* **Work instruction**
Please copy the text on AI and the human mind from "Agreed. Our sketchy" to "from the arts.", switching each "mind" to "brain".

***** Study text

Agreed. Our sketchy understanding of the human mind holds back our capacity for imitating it. More importantly, from my perspective, Gelernter points out one of the least discussed aspects of human decision making. Our “gut” is made up of densely stacked memories full of physical and mental sensations. Both our “snap” decisions and our more “thoughtful” ones are heavily influenced by how we process, understand, and employ our emotions. This is one of the major reasons that you cannot look at human choices through the prism of rational action.
9. AI is one of the most important technologies in history, and we’re going about it wrong. To do it right, we need information about the mind. The people who know the mind best aren’t neurobiologists, they’re novelists & poets. Science must learn from the arts.
A scientist who know only science is in no position to do science.
100%. This is why we NEED a broad, liberal arts education for all students. Having a working understanding of the arts, humanities, and science creates beautiful intersections of knowledge that create the best solutions to problems and opportunities in every field.
10. One way to describe the spectrum is as a continuum from doing to being: the mind is capable of doing– acting, planning, noticing and solving problems; deciding on goals and concocting plans. This is the aspect of mind we usually focus on. But the mind is also capable of passively experiencing some particular state. As we move from the focused, logical, reasonable, analytical, planning-and-solving mind towards the diffuse, emotional, reminiscing, sitting-back-and-watching mind, and even farther “down spectrum,” into the dreaming mind, which shuts out external stimuli and responds to a hallucinated, emotion-saturated, hot-house reality… we’re moving from a mind whose main business is acting to one whose main business is being…
Words and language are the central abstractions of human life. Abstraction is up-spectrum; but when we think visually, emotionally, narratively, we are thinking concretely—down-spectrum…
I like this notion of up-spectrum and down-spectrum thinking. The spectrum from acting to being. Naturally, I feel drawn more to up-spectrum thinking and it is probably more common among the people I work with and associate with. But my down-spectrum thinking is what makes sense out of it all, where narratives are formed (or destroyed), where I can see and feel the effects of my work. Frequently it seems that our views of intelligence are tied up in preferences for up or down-spectrum thinking. I find people who can move seamlessly between the two to be the most impressive thinkers I’ve met.
20. The extraordinary graphic power of new computers ought to have set up a blizzard of new thoughts and new work on images and the mind, teaching images, reading images, expressing ourselves in images. That it hasn’t, that it’s set up nothing, is one of the surest ways to see that western culture is almost dead––is surviving on royalty checks from heroes of the past.
But there’s still more than enough time to change everything.

**********
***** Given information

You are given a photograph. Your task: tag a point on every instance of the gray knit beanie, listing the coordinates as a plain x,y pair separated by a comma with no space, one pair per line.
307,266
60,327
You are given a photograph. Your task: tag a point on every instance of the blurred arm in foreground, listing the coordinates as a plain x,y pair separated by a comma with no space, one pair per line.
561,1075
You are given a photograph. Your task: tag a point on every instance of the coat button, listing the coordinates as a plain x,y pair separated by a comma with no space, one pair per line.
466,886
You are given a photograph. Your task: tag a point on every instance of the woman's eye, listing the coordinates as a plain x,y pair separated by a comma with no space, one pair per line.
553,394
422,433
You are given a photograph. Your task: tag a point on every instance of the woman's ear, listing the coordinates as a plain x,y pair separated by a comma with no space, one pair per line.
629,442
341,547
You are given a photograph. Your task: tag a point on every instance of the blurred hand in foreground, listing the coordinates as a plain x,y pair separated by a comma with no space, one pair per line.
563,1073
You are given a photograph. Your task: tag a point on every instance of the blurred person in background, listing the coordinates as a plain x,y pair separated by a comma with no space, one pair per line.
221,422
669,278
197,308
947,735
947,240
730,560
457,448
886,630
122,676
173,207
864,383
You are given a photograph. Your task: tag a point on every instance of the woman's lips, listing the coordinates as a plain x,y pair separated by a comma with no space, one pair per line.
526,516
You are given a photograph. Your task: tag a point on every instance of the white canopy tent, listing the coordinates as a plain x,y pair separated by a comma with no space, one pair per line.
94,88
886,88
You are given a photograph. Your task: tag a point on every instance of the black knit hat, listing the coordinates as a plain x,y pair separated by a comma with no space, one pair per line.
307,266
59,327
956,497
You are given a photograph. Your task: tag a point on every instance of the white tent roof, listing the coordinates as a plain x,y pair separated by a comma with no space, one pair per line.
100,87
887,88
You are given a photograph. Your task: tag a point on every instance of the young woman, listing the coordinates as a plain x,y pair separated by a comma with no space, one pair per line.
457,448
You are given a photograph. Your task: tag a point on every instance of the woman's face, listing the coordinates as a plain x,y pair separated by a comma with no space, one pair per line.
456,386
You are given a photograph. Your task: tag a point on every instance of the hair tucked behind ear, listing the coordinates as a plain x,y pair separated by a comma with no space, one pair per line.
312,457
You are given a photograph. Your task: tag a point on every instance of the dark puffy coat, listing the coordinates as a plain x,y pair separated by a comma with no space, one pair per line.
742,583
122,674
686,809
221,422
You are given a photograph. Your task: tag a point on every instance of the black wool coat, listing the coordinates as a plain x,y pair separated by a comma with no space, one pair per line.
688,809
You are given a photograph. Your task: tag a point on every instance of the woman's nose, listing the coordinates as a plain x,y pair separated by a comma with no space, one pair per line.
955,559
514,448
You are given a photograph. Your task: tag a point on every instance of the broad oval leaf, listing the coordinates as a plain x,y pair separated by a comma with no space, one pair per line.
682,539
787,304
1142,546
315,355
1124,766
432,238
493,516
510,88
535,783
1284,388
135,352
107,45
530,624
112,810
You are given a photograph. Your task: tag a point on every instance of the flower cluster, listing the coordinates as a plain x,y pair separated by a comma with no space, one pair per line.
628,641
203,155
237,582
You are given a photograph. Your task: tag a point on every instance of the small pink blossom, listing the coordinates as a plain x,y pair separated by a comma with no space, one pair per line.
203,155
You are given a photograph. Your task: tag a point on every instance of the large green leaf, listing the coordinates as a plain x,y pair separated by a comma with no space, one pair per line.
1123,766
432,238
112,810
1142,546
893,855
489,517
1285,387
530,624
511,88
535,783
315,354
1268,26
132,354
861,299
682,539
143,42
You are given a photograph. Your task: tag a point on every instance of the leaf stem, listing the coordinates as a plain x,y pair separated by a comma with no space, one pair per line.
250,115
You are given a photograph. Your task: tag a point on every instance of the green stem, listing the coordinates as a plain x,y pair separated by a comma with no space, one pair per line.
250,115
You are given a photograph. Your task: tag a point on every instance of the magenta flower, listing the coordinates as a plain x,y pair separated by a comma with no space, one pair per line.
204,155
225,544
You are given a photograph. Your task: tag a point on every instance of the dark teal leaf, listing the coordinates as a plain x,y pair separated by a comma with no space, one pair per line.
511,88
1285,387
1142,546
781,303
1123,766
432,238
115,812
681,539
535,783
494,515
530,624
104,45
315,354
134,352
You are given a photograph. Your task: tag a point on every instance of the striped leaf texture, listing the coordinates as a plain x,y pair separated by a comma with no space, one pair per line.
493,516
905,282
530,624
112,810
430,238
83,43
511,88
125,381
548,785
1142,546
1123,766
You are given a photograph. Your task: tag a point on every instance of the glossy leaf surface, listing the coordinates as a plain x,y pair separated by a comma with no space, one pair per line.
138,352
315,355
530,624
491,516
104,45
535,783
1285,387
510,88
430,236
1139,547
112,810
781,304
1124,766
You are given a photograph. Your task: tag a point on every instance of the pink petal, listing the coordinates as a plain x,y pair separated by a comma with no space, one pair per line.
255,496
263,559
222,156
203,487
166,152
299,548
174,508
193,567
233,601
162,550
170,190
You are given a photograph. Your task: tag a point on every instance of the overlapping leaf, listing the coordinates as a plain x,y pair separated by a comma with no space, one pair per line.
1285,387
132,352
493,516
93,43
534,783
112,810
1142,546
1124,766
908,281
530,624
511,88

**********

* **Exercise solution**
Agreed. Our sketchy understanding of the human brain holds back our capacity for imitating it. More importantly, from my perspective, Gelernter points out one of the least discussed aspects of human decision making. Our “gut” is made up of densely stacked memories full of physical and mental sensations. Both our “snap” decisions and our more “thoughtful” ones are heavily influenced by how we process, understand, and employ our emotions. This is one of the major reasons that you cannot look at human choices through the prism of rational action.
9. AI is one of the most important technologies in history, and we’re going about it wrong. To do it right, we need information about the brain. The people who know the brain best aren’t neurobiologists, they’re novelists & poets. Science must learn from the arts.